(Natural-language object grounding data)

------------------------------------

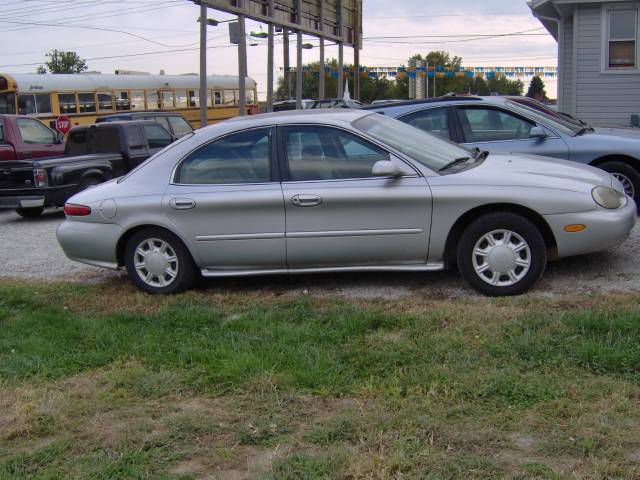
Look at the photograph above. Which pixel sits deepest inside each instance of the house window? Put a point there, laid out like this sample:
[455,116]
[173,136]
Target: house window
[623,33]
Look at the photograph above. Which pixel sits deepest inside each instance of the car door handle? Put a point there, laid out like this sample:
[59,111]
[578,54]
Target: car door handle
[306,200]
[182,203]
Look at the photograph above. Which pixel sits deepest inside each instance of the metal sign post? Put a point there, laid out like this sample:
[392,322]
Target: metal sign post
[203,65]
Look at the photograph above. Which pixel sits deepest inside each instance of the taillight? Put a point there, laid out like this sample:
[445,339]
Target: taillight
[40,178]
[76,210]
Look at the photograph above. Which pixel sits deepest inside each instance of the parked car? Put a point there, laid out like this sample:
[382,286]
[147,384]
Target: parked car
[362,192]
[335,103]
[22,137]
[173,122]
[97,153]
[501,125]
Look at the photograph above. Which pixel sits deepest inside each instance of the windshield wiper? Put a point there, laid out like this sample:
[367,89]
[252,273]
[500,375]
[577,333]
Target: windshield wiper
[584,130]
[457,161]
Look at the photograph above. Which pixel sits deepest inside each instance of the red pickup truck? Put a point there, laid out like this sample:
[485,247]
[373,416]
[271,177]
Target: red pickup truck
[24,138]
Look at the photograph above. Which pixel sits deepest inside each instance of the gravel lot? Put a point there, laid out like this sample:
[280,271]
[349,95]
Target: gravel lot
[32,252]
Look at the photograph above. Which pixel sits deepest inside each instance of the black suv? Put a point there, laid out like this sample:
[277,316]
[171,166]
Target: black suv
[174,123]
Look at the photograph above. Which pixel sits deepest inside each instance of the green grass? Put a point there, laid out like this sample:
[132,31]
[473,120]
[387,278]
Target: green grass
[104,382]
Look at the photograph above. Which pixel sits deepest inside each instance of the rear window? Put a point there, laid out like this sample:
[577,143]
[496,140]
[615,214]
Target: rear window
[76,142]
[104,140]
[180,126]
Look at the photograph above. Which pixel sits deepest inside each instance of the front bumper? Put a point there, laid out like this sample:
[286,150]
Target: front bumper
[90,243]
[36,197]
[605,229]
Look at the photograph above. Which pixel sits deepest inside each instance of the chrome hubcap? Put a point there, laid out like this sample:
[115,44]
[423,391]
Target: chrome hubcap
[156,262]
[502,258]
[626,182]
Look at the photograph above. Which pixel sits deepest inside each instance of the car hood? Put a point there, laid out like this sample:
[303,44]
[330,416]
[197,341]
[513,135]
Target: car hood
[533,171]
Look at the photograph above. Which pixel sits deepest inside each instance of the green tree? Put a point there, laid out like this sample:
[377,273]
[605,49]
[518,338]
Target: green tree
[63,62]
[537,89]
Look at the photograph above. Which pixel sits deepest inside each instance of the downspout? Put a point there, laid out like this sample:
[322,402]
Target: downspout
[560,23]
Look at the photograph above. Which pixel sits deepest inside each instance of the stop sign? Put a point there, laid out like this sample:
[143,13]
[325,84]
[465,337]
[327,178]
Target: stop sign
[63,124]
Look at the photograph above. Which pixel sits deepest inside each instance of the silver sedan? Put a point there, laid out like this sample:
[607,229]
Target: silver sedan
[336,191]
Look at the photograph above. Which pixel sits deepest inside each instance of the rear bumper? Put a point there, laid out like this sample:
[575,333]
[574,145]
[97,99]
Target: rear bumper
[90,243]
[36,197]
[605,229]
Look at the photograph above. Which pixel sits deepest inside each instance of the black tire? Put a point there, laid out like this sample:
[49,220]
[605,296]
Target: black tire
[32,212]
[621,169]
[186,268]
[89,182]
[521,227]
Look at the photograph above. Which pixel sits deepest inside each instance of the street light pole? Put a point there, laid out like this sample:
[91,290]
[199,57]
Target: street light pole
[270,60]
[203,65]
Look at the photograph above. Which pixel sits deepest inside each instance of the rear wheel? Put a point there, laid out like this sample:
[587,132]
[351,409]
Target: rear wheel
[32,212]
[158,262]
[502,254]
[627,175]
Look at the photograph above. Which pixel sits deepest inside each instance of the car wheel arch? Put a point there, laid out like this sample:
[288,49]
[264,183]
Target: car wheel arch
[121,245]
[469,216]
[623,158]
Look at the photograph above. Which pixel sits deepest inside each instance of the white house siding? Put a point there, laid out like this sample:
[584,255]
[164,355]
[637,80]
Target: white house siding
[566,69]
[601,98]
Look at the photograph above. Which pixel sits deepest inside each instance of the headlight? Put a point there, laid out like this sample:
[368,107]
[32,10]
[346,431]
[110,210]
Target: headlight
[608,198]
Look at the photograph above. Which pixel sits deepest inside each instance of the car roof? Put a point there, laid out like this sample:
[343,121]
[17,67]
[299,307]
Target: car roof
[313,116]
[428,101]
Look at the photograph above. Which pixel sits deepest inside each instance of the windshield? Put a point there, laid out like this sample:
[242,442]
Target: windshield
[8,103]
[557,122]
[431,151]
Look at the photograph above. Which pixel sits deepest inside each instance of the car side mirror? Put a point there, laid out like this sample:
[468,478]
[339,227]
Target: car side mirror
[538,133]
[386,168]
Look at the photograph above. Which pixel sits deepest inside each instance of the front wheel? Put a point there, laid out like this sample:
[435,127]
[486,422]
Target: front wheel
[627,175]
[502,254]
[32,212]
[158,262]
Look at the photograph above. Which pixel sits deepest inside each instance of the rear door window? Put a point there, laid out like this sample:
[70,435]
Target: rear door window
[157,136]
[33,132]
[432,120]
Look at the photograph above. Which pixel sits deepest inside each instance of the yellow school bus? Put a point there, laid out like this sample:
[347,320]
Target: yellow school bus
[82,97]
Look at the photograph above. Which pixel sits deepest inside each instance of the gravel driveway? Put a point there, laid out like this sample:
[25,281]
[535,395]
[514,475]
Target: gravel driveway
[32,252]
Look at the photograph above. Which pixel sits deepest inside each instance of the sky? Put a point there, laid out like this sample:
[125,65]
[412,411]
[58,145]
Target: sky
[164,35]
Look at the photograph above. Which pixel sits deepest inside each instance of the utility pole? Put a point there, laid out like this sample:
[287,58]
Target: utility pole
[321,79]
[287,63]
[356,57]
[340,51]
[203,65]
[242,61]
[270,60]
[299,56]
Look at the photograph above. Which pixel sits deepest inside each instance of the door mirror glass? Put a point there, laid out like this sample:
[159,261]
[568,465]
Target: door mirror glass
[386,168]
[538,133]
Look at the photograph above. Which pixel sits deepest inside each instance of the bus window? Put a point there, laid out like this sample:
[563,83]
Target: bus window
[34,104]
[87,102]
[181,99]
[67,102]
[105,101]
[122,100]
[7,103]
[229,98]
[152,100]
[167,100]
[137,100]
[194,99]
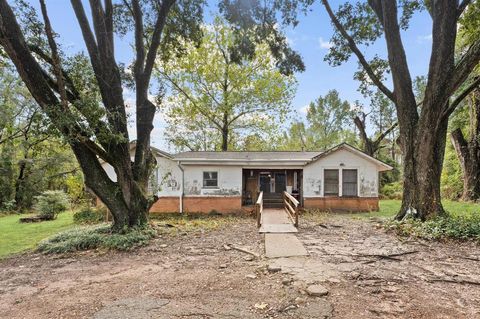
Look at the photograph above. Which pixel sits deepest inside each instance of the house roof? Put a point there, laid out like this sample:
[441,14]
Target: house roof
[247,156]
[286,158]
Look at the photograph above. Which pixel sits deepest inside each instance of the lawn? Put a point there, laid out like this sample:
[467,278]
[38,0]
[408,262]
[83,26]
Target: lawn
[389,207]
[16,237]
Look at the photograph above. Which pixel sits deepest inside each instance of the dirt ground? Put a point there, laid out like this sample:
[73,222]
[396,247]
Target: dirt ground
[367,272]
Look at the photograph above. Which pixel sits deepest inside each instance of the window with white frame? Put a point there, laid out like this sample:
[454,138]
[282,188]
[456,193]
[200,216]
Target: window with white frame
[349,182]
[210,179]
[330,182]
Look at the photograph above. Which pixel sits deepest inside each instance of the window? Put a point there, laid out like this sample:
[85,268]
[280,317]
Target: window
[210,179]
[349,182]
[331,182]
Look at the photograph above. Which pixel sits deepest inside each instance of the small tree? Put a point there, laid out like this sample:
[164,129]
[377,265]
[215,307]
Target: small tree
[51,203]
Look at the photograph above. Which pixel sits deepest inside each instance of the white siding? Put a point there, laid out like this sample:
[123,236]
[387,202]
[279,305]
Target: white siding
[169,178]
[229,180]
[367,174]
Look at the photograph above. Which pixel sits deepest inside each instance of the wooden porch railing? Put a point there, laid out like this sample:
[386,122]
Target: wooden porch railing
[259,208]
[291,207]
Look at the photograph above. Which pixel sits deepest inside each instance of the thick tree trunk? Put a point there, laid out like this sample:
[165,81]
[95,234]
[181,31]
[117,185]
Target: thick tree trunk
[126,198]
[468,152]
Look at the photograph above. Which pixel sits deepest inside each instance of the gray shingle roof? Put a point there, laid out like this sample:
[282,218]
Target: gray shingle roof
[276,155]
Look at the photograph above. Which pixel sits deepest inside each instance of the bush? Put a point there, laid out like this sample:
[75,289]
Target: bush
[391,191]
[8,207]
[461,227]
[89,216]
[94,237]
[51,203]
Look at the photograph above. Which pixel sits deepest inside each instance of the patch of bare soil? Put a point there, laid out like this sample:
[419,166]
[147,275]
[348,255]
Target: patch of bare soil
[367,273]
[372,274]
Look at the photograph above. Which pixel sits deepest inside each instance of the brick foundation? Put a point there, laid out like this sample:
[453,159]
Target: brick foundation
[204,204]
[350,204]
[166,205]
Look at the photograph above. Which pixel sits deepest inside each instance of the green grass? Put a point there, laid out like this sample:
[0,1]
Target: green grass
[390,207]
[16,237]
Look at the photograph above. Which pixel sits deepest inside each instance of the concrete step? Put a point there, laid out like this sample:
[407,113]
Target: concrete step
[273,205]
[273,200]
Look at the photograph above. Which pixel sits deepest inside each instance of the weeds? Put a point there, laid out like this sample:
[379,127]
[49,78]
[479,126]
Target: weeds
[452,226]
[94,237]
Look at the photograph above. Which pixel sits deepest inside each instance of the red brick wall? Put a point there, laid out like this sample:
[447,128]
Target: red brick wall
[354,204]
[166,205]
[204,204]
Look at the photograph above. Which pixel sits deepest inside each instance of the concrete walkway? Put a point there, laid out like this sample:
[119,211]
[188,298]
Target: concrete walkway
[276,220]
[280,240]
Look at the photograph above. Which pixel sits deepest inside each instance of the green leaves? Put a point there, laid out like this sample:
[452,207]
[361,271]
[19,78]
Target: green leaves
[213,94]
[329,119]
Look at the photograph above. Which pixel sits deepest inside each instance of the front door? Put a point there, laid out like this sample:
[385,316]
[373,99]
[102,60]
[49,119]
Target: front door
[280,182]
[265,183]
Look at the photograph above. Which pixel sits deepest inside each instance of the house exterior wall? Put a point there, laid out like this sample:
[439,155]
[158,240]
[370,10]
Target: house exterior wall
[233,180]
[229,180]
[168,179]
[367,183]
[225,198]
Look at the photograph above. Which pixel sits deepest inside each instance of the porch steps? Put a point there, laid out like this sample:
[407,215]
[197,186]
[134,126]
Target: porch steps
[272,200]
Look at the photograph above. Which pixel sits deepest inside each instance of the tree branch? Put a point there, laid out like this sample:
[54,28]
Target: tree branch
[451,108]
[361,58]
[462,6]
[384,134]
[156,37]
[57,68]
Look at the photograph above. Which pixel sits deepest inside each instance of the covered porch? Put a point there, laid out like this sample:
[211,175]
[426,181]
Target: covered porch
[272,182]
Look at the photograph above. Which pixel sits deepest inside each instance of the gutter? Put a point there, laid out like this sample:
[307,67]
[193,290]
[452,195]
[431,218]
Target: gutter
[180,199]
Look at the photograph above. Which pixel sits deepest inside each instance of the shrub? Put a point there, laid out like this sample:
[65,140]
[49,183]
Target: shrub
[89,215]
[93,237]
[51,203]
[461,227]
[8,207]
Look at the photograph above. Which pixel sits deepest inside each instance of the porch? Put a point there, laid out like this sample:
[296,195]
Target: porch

------------------------------------

» **TASK BRIEF**
Could you retype exactly the lines above, starting at the line that contains "Target: chrome hubcap" and ending at the line that contains "of the stop", and nothing more?

» **ANSWER TO THE EXERCISE**
Target: chrome hubcap
[156,262]
[502,258]
[626,182]
Look at the photograph above. Which pixel sits deepest inside each instance of the car hood? Put a point there, laid out like this sample:
[303,44]
[330,416]
[197,341]
[513,135]
Target: car hood
[533,171]
Look at the photograph above. Which pixel sits deepest inside each instance of the green tree? Put a point there, laid out like this sample:
[377,273]
[605,49]
[518,338]
Target: green tree
[63,62]
[537,89]
Look at the photograph above. Which pixel sits deepest inside each instance of the downspout? Put a point there, laid out like this sample:
[322,402]
Target: downspout
[560,23]
Look at the photograph above. Which pixel sits deepest inside each instance of the stop sign? Put a point there, laid out like this sample:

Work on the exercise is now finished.